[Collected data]
================================

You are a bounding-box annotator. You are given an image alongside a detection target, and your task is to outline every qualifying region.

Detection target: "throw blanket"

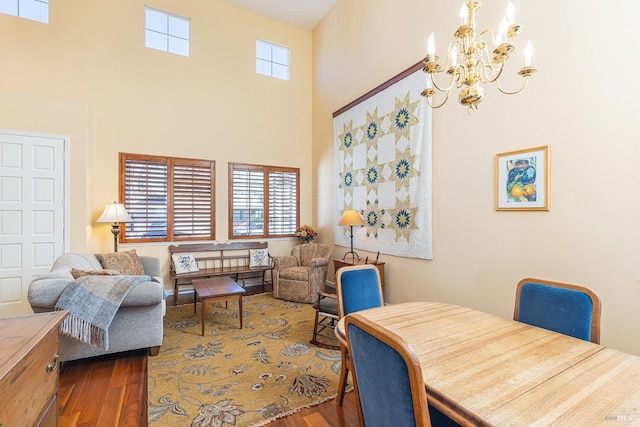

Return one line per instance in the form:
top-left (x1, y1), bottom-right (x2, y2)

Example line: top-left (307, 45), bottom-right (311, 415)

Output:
top-left (55, 274), bottom-right (152, 350)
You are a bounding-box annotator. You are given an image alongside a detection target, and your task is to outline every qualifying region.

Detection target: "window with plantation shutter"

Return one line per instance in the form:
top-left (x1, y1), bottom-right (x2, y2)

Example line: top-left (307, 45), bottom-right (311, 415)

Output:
top-left (268, 169), bottom-right (297, 235)
top-left (229, 163), bottom-right (299, 239)
top-left (120, 153), bottom-right (215, 243)
top-left (173, 160), bottom-right (215, 238)
top-left (122, 155), bottom-right (168, 240)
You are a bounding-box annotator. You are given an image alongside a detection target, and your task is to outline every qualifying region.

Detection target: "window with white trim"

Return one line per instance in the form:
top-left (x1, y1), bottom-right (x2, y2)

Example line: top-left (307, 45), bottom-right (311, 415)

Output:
top-left (0, 0), bottom-right (49, 23)
top-left (145, 7), bottom-right (190, 57)
top-left (256, 39), bottom-right (289, 80)
top-left (229, 163), bottom-right (299, 239)
top-left (120, 153), bottom-right (215, 242)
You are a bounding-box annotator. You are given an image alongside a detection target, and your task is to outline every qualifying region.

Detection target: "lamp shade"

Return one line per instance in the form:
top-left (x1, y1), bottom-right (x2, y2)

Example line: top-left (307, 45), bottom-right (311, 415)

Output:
top-left (338, 210), bottom-right (364, 227)
top-left (97, 202), bottom-right (133, 223)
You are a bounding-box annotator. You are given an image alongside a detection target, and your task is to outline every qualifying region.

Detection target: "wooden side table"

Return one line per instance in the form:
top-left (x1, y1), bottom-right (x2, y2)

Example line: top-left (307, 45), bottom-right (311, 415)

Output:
top-left (192, 277), bottom-right (246, 335)
top-left (333, 258), bottom-right (385, 295)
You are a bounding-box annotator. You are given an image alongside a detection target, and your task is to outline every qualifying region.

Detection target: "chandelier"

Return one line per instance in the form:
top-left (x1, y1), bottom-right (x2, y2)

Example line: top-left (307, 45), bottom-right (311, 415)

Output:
top-left (421, 1), bottom-right (536, 114)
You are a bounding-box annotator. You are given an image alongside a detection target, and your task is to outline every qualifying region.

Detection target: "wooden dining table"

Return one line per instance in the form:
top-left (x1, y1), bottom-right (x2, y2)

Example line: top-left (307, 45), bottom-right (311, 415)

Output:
top-left (335, 302), bottom-right (640, 426)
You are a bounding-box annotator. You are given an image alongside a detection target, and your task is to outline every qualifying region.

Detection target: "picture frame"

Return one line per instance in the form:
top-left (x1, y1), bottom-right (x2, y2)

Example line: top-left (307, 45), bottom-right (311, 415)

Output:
top-left (495, 146), bottom-right (549, 211)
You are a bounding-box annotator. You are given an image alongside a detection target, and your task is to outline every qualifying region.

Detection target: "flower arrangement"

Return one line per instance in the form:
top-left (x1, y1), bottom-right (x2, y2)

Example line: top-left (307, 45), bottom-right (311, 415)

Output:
top-left (295, 224), bottom-right (318, 243)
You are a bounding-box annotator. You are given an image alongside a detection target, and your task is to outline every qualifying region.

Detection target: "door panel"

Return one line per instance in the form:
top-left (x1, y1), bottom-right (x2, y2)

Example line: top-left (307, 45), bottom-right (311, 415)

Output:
top-left (0, 131), bottom-right (66, 316)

================================

Skip the pictures, then return the rest of the data exactly.

You are a bounding-box annotator. You are given an image alongside a detection target, and your task is to outline every qualifying region.

Detection target: "throw blanket"


Return one line per instance in the form:
top-left (x1, y1), bottom-right (x2, y2)

Example line: top-left (307, 45), bottom-right (311, 415)

Output:
top-left (55, 274), bottom-right (152, 350)
You are a bounding-box annotator. You are given an image alongside a detection target, and your task is to outline every qualifying region.

Detection target: "window with plantation shutter"

Return one line per instance in the form:
top-left (x1, y1), bottom-right (x2, y2)

Example line: top-left (307, 45), bottom-right (311, 415)

Output:
top-left (268, 169), bottom-right (297, 235)
top-left (229, 163), bottom-right (299, 239)
top-left (120, 153), bottom-right (215, 243)
top-left (173, 160), bottom-right (215, 238)
top-left (122, 155), bottom-right (168, 240)
You are a bounding-box annotator. You are given an image alongside a detection target, and your task is to outline every qualifying region.

Detection target: "window with white trim"

Return one line per instance in the form:
top-left (x1, y1), bottom-right (x2, y2)

Example line: top-left (307, 45), bottom-right (311, 415)

Output:
top-left (0, 0), bottom-right (49, 23)
top-left (145, 7), bottom-right (190, 57)
top-left (256, 39), bottom-right (289, 80)
top-left (229, 163), bottom-right (299, 239)
top-left (120, 153), bottom-right (215, 242)
You are a bounding-box annotator. You are given an image alongside a detection target, and your task is to outline every qualifying region.

Detection target: "lamp shade"

Return one line per instance in the form:
top-left (x1, y1), bottom-right (x2, y2)

Example line: top-left (307, 45), bottom-right (311, 415)

Output:
top-left (338, 210), bottom-right (364, 227)
top-left (97, 202), bottom-right (133, 223)
You are a bounding-box annotator. You are given an image alongside a detection target, and your task is to outline every qualifying region.

Detection target: "wooden side table"

Return one line per instance in the form:
top-left (x1, y1), bottom-right (x2, y2)

Example line: top-left (307, 45), bottom-right (311, 415)

Output:
top-left (192, 277), bottom-right (246, 335)
top-left (333, 258), bottom-right (385, 295)
You are a bounding-box annotator. You are given an image alongside a detection target, and your task is to outline every qualifying region.

Detection target: "chandelier"

Return one line per instance in the form:
top-left (x1, y1), bottom-right (x2, y2)

Example line: top-left (307, 45), bottom-right (311, 415)

Output:
top-left (421, 1), bottom-right (536, 114)
You are a bounding-box annotator. You are given an image alongside a detection target, and your task is to outline every qualifying region.

Detection target: "wooden dining table"

Return one line per instance in the form:
top-left (x1, y1), bottom-right (x2, y2)

Example line: top-left (307, 45), bottom-right (311, 415)

Output:
top-left (335, 302), bottom-right (640, 426)
You are a bounding-box annotator. You are given an image alongside a detection target, and your task is to outline every qualifying region.

Detection target: "picture frame"

Return one line per instance in the form:
top-left (x1, y1), bottom-right (x2, y2)

Example line: top-left (307, 45), bottom-right (311, 415)

Output:
top-left (495, 146), bottom-right (549, 211)
You are a bounding-box annotator. You are given an image alongside a detection target, and your task is to outline every qualifying region.

Detection target: "flower arrangement"

Return one line per instance in the form:
top-left (x1, y1), bottom-right (x2, y2)

Example line: top-left (307, 45), bottom-right (311, 415)

Output:
top-left (295, 224), bottom-right (318, 243)
You are a bounding-box annotator. You are given an image alongside a detection target, and your task is to outline every qualifying region.

Detection target: "door panel"

Return one line per instance in the form:
top-left (x1, y1), bottom-right (x2, y2)

Example line: top-left (307, 45), bottom-right (311, 415)

Output:
top-left (0, 131), bottom-right (66, 316)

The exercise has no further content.